_Task data_
Content starts
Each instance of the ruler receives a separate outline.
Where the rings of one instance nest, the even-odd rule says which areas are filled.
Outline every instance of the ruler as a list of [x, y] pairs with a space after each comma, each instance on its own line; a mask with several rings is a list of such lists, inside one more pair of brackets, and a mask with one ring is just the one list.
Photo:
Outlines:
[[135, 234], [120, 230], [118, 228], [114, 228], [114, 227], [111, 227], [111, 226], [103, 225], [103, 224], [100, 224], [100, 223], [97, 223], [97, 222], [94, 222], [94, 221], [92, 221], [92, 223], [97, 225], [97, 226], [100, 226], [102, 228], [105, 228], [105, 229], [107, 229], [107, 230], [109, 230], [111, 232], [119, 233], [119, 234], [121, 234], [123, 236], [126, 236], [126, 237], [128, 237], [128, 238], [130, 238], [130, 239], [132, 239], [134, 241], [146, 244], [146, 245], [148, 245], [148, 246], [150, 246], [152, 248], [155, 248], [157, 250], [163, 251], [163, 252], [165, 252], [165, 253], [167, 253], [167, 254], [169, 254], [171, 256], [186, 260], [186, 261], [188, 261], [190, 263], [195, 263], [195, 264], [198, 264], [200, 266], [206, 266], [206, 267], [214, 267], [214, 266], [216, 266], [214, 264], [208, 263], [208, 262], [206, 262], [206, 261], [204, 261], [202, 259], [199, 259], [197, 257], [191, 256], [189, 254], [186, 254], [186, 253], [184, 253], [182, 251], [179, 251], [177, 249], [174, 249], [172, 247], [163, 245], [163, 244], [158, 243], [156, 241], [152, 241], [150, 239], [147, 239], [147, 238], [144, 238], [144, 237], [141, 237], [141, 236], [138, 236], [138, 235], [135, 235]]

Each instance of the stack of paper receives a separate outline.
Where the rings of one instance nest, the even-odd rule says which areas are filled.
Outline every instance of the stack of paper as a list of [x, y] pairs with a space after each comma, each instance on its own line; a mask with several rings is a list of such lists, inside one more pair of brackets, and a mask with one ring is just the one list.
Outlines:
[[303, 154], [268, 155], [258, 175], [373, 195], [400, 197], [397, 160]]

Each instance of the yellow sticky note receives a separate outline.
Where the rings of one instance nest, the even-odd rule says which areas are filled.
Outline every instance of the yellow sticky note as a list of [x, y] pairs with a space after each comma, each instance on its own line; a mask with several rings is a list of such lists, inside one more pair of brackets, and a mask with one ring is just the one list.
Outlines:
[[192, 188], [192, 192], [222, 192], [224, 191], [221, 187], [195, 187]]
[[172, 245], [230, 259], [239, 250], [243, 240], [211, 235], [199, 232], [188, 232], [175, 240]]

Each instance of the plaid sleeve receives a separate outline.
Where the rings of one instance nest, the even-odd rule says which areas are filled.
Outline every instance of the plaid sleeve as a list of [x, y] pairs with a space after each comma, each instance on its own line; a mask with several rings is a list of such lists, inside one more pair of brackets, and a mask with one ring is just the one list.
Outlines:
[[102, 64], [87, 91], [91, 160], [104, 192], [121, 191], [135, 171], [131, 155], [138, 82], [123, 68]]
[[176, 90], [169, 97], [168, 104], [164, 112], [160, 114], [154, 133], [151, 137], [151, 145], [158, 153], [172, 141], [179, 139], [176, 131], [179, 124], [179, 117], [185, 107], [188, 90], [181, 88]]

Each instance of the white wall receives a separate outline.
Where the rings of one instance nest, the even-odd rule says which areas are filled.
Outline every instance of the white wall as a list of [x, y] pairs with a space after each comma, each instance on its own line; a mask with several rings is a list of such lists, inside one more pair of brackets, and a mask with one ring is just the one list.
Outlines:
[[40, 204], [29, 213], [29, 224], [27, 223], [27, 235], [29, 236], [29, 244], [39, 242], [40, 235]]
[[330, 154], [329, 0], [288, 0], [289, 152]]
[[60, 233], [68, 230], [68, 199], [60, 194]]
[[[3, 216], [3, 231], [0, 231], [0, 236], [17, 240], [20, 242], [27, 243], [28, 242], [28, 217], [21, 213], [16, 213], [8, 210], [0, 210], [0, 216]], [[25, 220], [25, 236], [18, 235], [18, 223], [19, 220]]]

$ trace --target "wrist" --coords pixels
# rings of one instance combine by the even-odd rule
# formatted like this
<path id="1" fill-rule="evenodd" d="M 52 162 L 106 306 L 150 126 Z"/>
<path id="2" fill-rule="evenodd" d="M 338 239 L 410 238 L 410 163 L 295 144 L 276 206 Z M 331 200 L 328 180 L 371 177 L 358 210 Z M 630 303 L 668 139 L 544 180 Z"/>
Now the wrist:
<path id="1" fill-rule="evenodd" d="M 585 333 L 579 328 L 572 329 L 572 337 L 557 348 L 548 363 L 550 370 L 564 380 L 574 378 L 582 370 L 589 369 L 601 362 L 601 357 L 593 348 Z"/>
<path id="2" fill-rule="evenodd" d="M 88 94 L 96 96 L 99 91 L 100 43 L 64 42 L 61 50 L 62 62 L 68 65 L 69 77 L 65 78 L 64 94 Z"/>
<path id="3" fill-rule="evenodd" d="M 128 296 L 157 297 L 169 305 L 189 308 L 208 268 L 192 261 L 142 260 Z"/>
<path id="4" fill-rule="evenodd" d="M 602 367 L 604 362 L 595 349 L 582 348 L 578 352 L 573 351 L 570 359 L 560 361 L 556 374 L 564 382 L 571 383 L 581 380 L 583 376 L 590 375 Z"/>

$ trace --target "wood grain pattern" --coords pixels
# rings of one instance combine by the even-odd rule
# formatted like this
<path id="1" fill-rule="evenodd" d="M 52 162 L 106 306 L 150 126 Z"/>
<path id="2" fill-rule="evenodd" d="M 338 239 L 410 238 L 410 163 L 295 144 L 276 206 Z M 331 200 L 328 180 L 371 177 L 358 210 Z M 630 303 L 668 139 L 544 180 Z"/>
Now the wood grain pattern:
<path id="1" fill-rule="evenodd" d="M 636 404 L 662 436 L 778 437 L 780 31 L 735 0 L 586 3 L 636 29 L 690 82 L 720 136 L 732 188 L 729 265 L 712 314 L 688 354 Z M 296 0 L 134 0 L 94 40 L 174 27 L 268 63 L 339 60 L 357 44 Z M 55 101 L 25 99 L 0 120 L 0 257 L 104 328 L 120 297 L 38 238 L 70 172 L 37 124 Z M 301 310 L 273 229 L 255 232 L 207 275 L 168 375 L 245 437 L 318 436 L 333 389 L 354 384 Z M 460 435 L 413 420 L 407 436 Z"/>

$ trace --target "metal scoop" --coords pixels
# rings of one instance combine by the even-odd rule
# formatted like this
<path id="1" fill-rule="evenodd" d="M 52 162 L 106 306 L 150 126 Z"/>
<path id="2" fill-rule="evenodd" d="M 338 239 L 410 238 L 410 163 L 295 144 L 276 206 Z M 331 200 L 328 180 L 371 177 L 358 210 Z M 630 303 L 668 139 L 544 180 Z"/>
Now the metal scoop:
Content ends
_Instructions to follow_
Show all lines in the entries above where the string "wall" appears.

_Exercise output_
Each instance of the white wall receives a separate outline.
Outline every instance of the white wall as a list of [x, y] pairs with a space after each comma, each instance on its own line; a mask with several rings is a list of such lists, inside one more pair of brackets, and a mask with one ring is just the one list.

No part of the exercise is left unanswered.